To do: Scan the records beneath this line for the line holding "positive clicks: (433, 10)" and the line holding "box: [367, 265, 377, 295]", then transcribe exactly those two and all lines between.
Data supplied: Begin
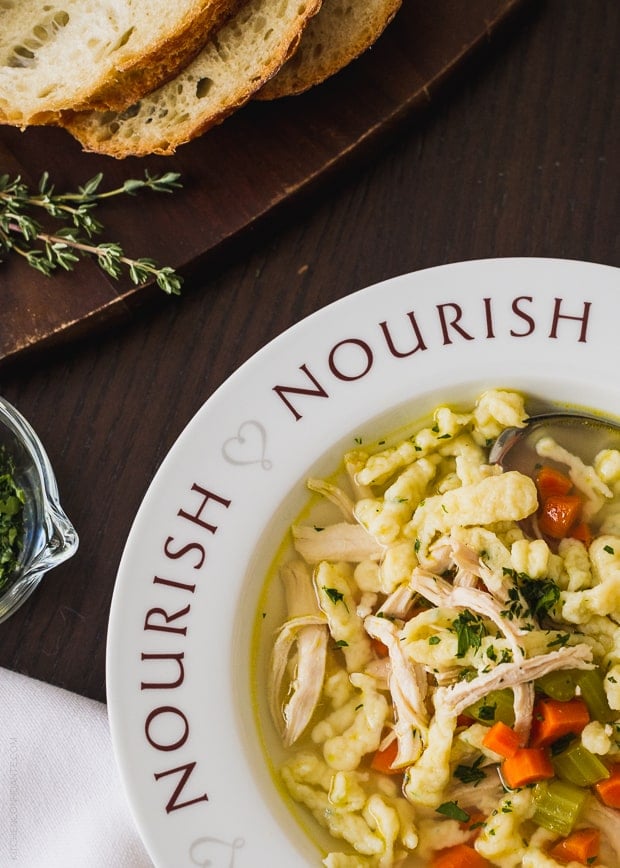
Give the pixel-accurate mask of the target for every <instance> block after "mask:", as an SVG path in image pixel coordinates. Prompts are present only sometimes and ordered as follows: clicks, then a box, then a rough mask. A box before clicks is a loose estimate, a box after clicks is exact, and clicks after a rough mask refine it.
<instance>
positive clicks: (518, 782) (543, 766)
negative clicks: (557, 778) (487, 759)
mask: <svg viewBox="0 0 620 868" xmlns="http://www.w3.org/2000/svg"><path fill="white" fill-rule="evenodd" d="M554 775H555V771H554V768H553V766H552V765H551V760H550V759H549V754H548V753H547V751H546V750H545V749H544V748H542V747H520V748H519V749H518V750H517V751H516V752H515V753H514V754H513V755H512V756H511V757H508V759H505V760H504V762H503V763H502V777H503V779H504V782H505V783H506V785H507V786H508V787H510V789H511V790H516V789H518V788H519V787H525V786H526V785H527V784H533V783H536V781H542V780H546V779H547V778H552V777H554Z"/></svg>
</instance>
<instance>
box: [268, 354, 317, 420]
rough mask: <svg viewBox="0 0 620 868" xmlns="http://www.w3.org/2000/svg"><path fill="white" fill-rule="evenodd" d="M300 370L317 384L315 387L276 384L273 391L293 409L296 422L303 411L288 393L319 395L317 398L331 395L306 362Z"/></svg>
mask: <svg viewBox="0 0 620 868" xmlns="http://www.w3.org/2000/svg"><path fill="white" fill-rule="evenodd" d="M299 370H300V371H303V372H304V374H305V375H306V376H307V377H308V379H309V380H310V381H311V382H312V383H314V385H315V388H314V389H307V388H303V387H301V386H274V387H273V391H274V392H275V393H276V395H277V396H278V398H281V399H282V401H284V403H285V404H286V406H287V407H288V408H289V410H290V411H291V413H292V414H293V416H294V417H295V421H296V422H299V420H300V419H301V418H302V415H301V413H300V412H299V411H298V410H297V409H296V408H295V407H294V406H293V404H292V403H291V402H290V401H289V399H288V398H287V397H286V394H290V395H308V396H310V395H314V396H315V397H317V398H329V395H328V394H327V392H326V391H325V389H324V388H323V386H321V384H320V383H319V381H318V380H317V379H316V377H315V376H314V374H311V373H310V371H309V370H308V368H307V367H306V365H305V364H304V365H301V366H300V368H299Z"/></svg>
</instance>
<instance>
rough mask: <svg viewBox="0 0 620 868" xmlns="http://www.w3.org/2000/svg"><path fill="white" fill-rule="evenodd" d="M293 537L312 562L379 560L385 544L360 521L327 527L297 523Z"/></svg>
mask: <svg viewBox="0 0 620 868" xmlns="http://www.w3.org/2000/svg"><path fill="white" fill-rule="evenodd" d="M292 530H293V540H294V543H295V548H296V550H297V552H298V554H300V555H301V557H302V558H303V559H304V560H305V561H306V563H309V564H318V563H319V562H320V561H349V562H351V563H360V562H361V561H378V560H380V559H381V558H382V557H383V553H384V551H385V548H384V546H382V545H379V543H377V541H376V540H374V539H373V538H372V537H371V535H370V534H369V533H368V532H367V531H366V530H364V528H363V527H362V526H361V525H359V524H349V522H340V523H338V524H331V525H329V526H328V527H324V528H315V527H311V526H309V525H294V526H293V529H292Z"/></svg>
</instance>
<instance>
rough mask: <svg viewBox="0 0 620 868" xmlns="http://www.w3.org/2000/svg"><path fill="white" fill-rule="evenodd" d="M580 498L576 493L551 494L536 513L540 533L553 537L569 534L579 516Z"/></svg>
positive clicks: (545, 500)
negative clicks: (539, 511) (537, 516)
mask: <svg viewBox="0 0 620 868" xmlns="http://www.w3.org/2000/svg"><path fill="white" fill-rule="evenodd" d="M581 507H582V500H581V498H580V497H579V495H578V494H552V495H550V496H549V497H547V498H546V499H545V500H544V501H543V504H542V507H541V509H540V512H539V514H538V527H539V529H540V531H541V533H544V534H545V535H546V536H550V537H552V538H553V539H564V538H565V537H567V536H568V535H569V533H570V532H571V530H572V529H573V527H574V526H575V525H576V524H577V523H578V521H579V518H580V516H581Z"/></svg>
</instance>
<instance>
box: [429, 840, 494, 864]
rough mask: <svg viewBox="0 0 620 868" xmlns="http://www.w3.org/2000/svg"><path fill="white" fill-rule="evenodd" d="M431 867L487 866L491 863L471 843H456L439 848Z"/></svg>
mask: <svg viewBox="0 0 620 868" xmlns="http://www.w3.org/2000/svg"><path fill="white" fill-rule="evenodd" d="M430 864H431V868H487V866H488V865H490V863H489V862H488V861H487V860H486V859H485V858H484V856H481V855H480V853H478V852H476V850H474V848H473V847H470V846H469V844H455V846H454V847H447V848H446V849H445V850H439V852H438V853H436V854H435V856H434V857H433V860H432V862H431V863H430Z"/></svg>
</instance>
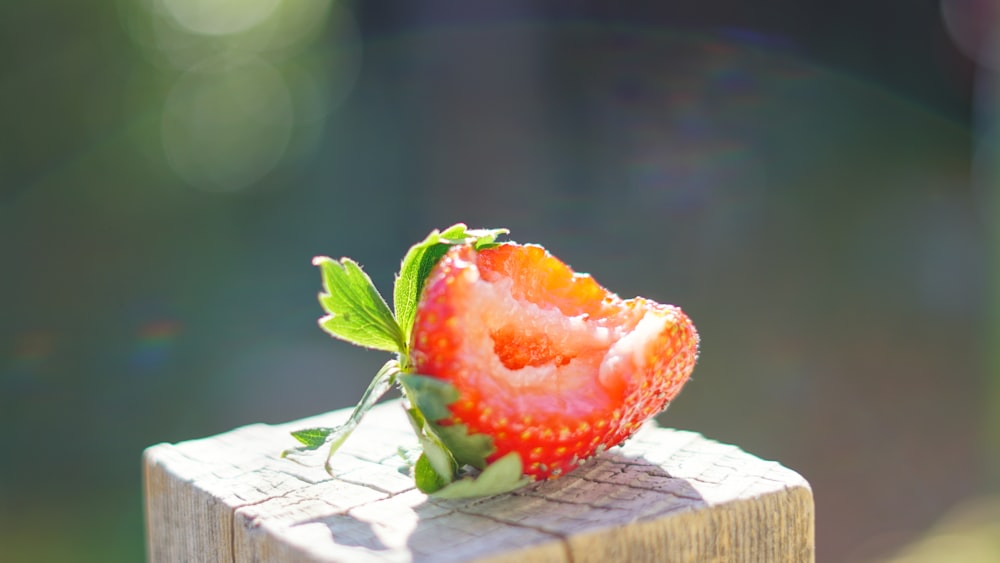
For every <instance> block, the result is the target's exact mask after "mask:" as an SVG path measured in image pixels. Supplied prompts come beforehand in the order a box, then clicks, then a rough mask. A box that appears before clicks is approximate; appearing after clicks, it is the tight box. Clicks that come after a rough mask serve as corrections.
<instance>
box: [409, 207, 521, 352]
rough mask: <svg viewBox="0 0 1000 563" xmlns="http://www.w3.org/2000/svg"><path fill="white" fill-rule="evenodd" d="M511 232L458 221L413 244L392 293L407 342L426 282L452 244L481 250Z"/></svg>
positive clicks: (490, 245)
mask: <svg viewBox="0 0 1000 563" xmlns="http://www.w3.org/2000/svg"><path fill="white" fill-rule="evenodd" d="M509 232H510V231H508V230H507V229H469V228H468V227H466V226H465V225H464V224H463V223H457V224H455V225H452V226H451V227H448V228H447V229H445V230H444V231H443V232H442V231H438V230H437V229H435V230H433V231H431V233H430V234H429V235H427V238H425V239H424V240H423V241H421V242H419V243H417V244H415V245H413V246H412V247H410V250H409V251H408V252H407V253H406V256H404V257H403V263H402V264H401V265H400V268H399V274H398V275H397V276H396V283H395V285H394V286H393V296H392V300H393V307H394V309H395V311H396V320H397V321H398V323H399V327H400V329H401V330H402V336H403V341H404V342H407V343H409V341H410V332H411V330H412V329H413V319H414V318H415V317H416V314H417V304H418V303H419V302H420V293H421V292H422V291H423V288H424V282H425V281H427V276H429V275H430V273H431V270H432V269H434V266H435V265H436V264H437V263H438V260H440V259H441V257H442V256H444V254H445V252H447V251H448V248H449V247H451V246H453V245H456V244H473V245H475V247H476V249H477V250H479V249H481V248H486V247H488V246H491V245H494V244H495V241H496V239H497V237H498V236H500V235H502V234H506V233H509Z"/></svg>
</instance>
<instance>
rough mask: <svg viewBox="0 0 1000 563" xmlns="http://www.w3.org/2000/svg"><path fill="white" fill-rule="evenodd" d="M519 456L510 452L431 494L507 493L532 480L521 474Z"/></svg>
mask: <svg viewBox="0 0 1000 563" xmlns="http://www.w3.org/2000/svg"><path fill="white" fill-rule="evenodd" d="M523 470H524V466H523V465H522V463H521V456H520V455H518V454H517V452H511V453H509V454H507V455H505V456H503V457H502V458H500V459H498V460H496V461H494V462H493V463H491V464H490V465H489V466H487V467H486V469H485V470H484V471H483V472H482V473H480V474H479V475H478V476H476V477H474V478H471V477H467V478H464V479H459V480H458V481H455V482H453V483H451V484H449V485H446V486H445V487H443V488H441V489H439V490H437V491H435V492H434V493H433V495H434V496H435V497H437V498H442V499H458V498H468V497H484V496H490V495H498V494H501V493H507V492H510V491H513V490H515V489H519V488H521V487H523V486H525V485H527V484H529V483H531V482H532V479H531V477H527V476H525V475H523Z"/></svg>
Data supplied: End
Data supplied: Begin
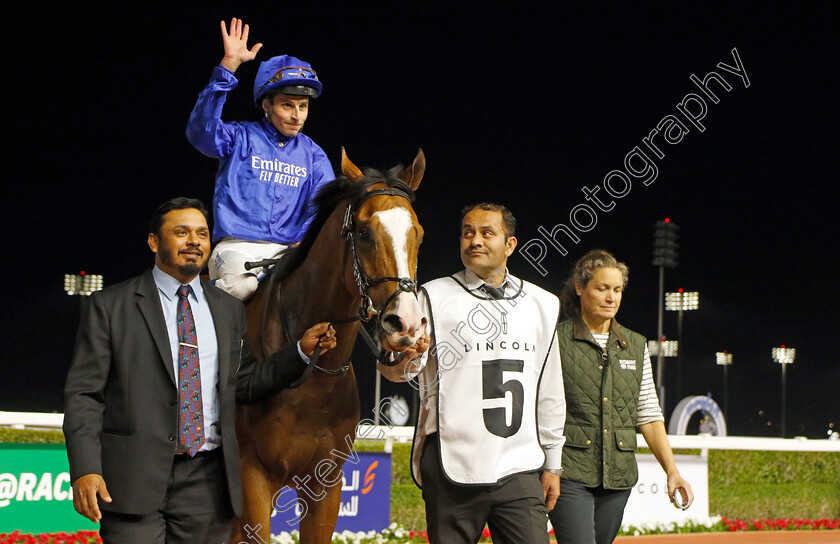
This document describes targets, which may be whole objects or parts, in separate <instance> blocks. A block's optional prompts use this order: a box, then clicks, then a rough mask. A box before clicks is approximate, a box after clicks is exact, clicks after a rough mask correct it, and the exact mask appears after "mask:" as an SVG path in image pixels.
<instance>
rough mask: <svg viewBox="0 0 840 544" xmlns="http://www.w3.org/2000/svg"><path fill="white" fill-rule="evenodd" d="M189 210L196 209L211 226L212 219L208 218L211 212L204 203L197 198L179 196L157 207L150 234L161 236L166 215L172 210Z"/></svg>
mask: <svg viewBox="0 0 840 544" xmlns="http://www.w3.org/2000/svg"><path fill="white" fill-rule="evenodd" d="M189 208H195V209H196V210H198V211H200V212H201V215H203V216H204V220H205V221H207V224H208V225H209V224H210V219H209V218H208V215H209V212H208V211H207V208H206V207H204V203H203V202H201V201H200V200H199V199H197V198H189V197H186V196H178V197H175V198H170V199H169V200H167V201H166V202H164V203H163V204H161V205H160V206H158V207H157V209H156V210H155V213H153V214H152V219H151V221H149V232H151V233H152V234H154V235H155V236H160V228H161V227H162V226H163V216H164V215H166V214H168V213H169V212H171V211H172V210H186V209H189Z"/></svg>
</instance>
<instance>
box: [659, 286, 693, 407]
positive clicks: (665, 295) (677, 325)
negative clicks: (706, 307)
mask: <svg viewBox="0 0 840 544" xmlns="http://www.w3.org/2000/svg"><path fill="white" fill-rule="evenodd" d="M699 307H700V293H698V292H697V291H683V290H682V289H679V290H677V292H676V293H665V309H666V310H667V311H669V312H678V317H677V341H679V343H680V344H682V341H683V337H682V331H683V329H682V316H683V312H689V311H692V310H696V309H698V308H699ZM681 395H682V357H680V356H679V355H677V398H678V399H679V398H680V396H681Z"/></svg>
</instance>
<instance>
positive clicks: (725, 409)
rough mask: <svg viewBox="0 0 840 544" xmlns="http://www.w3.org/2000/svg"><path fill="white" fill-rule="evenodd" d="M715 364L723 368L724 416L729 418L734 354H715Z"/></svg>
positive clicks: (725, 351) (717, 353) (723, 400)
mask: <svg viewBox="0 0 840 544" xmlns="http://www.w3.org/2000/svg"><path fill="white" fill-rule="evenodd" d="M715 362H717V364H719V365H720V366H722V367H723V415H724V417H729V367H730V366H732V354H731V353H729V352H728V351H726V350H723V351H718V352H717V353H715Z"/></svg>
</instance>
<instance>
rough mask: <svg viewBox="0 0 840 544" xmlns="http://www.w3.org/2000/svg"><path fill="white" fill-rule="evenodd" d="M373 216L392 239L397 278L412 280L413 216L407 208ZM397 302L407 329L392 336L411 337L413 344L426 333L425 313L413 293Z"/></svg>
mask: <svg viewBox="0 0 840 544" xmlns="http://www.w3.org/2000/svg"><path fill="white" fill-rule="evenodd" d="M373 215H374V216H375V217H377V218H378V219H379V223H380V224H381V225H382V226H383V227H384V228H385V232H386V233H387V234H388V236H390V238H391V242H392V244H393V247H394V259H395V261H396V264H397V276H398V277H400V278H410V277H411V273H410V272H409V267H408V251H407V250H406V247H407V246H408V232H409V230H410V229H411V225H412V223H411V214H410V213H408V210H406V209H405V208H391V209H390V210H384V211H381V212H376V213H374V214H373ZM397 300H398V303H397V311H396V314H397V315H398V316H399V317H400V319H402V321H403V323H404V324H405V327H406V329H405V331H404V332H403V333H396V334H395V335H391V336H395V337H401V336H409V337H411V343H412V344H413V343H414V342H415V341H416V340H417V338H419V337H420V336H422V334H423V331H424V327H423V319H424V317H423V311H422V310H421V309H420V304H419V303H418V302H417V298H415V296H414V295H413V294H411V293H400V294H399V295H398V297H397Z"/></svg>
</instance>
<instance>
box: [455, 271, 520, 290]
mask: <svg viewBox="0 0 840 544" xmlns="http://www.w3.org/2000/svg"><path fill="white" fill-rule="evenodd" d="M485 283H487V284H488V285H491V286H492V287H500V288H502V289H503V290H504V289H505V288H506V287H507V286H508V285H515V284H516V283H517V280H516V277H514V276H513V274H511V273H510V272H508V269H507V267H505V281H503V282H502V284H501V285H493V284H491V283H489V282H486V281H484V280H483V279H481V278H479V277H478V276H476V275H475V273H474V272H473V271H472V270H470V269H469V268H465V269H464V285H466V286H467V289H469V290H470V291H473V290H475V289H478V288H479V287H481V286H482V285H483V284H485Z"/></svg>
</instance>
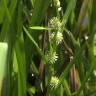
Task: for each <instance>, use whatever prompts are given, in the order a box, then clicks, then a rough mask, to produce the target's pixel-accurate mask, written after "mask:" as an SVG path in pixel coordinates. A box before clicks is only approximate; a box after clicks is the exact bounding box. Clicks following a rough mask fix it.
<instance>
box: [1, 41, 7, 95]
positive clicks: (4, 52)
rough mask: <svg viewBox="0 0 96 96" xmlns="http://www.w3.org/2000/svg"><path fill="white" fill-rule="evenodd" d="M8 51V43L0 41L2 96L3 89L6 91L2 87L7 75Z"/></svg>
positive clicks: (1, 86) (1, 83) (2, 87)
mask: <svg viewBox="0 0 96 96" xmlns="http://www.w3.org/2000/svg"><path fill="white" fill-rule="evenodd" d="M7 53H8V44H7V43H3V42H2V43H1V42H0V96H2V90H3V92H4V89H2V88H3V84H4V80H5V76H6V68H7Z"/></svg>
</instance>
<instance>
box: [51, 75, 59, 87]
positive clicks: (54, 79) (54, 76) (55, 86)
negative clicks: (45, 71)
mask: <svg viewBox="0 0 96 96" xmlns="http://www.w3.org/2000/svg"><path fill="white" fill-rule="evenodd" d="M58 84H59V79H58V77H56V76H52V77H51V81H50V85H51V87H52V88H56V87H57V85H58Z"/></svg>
Data supplied: End
Data supplied: Begin
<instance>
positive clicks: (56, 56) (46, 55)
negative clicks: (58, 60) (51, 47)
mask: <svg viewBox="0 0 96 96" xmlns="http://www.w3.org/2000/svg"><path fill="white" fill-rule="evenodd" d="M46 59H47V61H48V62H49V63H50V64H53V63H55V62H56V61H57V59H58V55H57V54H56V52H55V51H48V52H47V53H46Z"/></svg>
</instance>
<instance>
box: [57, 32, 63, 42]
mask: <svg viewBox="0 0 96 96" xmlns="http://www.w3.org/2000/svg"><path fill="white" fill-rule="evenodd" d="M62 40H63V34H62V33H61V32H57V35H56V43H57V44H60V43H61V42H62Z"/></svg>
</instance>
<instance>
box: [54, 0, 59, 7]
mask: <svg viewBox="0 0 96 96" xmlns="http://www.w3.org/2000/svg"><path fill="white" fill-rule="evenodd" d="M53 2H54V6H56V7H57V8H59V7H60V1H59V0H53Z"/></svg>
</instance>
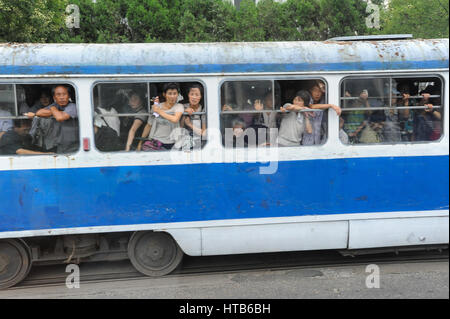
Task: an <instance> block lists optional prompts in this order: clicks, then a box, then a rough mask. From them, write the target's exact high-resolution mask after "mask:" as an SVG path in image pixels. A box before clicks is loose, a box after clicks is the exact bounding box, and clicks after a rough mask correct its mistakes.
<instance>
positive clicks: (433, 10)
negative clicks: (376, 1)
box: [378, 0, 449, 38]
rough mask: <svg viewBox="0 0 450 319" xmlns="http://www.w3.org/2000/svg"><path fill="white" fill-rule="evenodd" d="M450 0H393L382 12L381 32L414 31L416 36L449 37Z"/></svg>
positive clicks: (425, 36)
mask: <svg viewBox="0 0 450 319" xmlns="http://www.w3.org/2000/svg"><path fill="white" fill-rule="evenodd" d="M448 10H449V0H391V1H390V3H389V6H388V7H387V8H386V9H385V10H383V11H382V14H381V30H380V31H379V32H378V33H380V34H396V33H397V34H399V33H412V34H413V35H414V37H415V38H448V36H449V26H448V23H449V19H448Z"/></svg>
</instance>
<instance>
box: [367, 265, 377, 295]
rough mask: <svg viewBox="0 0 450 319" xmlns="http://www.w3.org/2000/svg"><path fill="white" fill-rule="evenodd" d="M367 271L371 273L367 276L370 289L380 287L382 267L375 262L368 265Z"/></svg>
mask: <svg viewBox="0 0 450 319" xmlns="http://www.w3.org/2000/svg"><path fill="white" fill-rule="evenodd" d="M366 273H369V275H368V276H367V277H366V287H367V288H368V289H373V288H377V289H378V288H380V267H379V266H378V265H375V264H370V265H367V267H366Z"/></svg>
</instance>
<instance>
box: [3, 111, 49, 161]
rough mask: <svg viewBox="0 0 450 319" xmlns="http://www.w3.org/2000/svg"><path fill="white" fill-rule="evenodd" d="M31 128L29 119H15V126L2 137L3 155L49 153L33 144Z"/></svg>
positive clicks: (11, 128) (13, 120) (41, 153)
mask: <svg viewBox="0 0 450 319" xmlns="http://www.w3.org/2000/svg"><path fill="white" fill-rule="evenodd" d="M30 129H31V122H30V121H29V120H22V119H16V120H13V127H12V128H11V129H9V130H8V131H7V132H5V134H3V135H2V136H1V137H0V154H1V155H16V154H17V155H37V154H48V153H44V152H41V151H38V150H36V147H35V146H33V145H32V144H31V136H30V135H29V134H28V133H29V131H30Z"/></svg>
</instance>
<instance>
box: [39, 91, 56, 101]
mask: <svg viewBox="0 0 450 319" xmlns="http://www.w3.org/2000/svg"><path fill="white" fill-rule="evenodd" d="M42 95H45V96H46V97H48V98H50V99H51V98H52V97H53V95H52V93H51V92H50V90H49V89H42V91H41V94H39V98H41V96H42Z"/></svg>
Data supplied: End
Solution for this problem:
positive clicks: (433, 10)
negative clicks: (376, 1)
box: [378, 0, 449, 38]
rough mask: <svg viewBox="0 0 450 319" xmlns="http://www.w3.org/2000/svg"><path fill="white" fill-rule="evenodd" d="M450 0H393L382 12L381 32L414 31L416 36L449 37Z"/></svg>
positive clicks: (425, 36)
mask: <svg viewBox="0 0 450 319" xmlns="http://www.w3.org/2000/svg"><path fill="white" fill-rule="evenodd" d="M448 10H449V0H391V1H390V3H389V6H388V7H387V8H386V9H385V10H383V11H382V14H381V30H380V31H379V32H378V33H380V34H396V33H397V34H399V33H412V34H413V35H414V37H415V38H448V36H449V26H448V23H449V19H448Z"/></svg>
</instance>
<instance>
box: [367, 265, 377, 295]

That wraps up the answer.